◆ Excerpted text:
#####
Prostate cancer, and its stigma, takes a toll when men find their symptoms too embarrassing.
'Don't leave it too late, shyness can have tragic consequences'
A reluctance by some men to seek medical advice combined with a lack of awareness about diseases such as prostate cancer is taking its toll on their health.
"I think there is a definite psychological aspect in this culture where men are reluctant to make certain medical issues publicly aware," said Dr Yousef Abou Allaban, medical director at the American Centre of Psychiatry and Neurology in Abu Dhabi.
"They can find it very embarrassing. However, the consequences to lives can be tragic."
Dr Abou Allaban, a consultant psychiatrist, said he had noticed a lingering stigma and embarrassment associated with prostate cancer.
Dr Osama Jaber, of the Uro Diagnostic Centre at Dubai Healthcare City, agreed there was still a certain "taboo" associated with the disease.
"They are really shy to talk about it," he said.
While some men will make the effort to see a general practitioner when they have symptoms, too few follow up with a urologist, Dr Jaber said.
"They do not want to talk about it and do not want to get checked for it. They are not like women who get checked for breast cancer for example. It is the male mentality here," Dr Jaber said.
A lack of information - both in statistics and awareness - is a problem in the UAE.
"We have breast cancer awareness, we need prostate cancer awareness. We really need to start talking about it. In the UAE we do not even have much data about prostate cancer," Dr Jaber said.
"It is not like the UK or the United States or other countries, so we do not know how many there are with this problem."
Dr Manaf Al Hashimi, a specialist in urology at Burjeel Hospital in the capital, agreed that ignorance was a problem with male patients, who he said tend to worry less about their health than women.
"They are not educated enough to have some information about the prostate gland itself and the high incidence of prostate cancer."
Men can also leave it too late to seek medical attention, which can be the difference between life and death.
#####
◆ Provided information:
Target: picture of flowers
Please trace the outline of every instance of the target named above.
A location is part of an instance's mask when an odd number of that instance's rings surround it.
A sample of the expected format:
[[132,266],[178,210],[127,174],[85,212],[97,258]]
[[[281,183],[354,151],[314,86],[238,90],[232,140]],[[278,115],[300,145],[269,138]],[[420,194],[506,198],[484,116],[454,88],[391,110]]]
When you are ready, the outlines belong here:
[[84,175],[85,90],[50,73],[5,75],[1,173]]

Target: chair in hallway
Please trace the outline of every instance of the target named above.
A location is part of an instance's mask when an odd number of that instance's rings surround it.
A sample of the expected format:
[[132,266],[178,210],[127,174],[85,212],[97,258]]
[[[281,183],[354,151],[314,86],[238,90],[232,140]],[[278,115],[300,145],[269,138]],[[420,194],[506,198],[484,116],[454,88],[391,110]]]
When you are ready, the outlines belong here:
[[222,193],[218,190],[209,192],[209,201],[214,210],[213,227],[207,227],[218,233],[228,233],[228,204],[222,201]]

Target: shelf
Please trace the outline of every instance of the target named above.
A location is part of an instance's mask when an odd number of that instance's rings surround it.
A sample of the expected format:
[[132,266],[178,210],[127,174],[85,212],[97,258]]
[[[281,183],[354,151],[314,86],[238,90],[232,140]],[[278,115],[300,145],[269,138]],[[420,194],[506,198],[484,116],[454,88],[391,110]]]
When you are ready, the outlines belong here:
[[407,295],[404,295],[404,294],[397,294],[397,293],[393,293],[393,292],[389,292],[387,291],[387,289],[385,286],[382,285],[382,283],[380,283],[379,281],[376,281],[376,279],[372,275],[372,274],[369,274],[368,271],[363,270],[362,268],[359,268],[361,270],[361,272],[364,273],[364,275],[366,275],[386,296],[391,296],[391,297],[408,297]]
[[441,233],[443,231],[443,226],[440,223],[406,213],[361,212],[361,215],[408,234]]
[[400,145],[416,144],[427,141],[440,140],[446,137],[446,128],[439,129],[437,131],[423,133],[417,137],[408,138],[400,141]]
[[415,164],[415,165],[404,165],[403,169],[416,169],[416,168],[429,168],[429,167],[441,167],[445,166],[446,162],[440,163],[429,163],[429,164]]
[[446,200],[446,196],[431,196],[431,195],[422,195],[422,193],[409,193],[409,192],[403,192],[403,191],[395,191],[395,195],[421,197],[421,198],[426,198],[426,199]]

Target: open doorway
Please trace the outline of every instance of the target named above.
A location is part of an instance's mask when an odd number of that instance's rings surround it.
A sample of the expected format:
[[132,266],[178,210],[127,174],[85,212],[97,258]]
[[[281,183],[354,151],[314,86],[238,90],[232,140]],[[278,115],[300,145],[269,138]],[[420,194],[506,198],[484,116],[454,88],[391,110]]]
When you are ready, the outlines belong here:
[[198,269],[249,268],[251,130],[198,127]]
#####
◆ What this exercise asks:
**1)** List every doctor named in the article on men's reluctance to seek help for prostate cancer.
**2)** Carry on writing the article about prostate cancer stigma from the point where it stops.
The lines that come after the article don't matter here.

◆ Answer set:
**1)**
Dr Yousef Abou Allaban
Dr Osama Jaber
Dr Manaf Al Hashimi

**2)**
"If it's prostate cancer, when they are presented very early the treatment will be radical, curative treatment - meaning the whole cancer will be removed and the whole story will be finished.
"But most of the patients with prostate cancer unfortunately are late here and that's why they are metastasised and the curative, radical treatment will not be applicable to them and it will be palliative, non-curative treatment."
Dr Abou Allaban said a culture of treating medical issues - rather than actively preventing them - is a cause for concern in the UAE and could lead to many preventable deaths.
"Culturally, here, it does not cross people's minds to prevent illnesses and to spend money to prevent illnesses. People do not think to have annual checks-ups like they do elsewhere such as in the United States.
"The difference between catching prostate cancer early on or spotting it in its later stages can be fatal," he said.
Prostate cancer affects one in six men, according to the Prostate Cancer Foundation (PCF), and the risk increases with age.
Although only one in 10,000 men under the age of 40 will receive the diagnosis, the rate shoots up to one in 38 for ages 40 to 59, and one in 14 for ages 60 to 69.
A man with a father or brother who had the disease is twice as likely to get it.
Lack of exercise and a sedentary lifestyle are also risk factors.
Some symptoms that may indicate prostate cancer are a change in urinary or sexual function.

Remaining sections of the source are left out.